## [Task statement]
Can you repeat every line below, requests included, with each bounding-box coordinate in the answers multiplied by 1.7 and rounded to a whole number, halves rounding up?

------------------------

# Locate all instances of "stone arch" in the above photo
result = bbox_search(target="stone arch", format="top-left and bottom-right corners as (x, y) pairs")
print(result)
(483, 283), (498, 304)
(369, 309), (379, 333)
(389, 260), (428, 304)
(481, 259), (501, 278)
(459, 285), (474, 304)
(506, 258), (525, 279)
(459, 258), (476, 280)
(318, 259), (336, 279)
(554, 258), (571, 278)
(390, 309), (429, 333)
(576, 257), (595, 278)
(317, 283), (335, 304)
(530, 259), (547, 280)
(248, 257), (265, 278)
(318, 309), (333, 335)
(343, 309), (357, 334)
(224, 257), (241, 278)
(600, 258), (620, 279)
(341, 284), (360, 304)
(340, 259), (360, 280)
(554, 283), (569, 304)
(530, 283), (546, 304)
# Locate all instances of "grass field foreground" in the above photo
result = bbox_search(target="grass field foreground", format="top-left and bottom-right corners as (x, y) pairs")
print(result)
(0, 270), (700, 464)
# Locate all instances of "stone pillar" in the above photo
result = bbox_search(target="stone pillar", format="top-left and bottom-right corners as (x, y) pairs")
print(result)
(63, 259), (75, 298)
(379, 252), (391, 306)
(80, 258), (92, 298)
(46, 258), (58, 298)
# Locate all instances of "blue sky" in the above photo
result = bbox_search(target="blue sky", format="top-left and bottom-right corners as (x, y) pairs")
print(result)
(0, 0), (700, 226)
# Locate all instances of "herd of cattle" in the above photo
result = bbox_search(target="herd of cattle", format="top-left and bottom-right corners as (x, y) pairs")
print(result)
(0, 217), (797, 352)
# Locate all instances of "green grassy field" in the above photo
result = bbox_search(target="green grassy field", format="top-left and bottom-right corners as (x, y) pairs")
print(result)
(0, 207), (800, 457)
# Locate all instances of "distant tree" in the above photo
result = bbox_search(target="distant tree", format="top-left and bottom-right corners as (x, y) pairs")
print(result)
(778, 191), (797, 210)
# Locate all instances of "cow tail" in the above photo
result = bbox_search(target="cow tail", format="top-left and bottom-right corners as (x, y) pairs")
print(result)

------------------------

## [Response to the exercise]
# Locate all instances of "stone arch" in the above photo
result = bbox_search(target="stone arch", format="top-left and bottom-right corners as (x, y) pairs")
print(result)
(821, 481), (847, 517)
(627, 525), (644, 566)
(661, 442), (728, 517)
(818, 440), (852, 473)
(780, 485), (806, 517)
(860, 439), (893, 474)
(780, 439), (809, 476)
(541, 440), (571, 474)
(942, 439), (971, 473)
(663, 525), (729, 566)
(979, 437), (1012, 473)
(539, 481), (570, 517)
(901, 440), (930, 476)
(422, 437), (451, 473)
(541, 525), (566, 570)
(583, 525), (607, 568)
(381, 437), (410, 473)
(1020, 439), (1054, 474)
(580, 483), (612, 517)
(578, 440), (612, 476)
(942, 481), (967, 517)
(901, 481), (928, 517)
# Locate all instances of "grass field foreground" in the above photo
result = bbox_search(target="grass field foreground", format="top-left and bottom-right corners as (x, y) pairs")
print(result)
(0, 459), (1190, 789)
# Locate all instances of "stone pillar" in the above photo
result = bbox_search(target="stone pillar", format="top-left and bottom-right corners as (x, y) pairs")
print(result)
(107, 440), (128, 507)
(644, 428), (665, 520)
(136, 439), (156, 507)
(78, 439), (99, 507)
# Locate all instances of "blue sky" in the above photo
result = bbox_search(target="blue sky", format="top-left and bottom-right corners as (x, y) pairs")
print(result)
(0, 0), (1190, 384)
# Locate all instances of "herd of cattle" in the above photo
result = bbox_search(target="herd of cattle", format="top-left and bottom-right corners as (x, y) pairs")
print(result)
(0, 369), (1355, 598)
# Locate all instances of "green grassy field" in the above photo
result = bbox_search(target="green grassy field", format="top-left and bottom-right corners as (x, y) pairs")
print(result)
(0, 352), (1360, 777)
# Locate all instances of "distant tree" in the above photo
result = bbox_search(target="distant tree", format="top-left and bottom-right corners as (x, y) pairs")
print(result)
(1323, 325), (1355, 357)
# Locate all instances of "cow tail" in the above photo
result = bbox_search(target="cow tail", format="top-left and bottom-right corners as (x, y) pairs")
print(result)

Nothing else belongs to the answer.